▶ Available data:
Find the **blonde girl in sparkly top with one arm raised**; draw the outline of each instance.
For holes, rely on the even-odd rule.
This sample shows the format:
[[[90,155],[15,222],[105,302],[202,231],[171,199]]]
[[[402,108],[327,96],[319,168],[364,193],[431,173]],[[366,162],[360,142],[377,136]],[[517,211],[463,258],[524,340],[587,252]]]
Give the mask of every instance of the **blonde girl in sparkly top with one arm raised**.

* * *

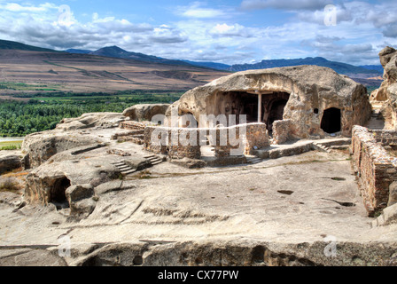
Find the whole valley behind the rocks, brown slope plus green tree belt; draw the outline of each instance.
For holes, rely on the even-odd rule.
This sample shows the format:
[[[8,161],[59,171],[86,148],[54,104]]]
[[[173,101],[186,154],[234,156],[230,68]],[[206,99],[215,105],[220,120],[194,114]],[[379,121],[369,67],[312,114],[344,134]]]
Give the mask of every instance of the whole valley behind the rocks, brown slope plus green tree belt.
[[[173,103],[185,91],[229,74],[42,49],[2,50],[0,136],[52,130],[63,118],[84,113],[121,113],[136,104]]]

▶ Exercise description:
Copy out each line of the records that holds the string "with".

▶ Response for this exercise:
Find the **blonde girl in sparkly top with one arm raised**; draw the outline of each instance.
Give the mask of every instance of the **blonde girl in sparkly top with one arm raised**.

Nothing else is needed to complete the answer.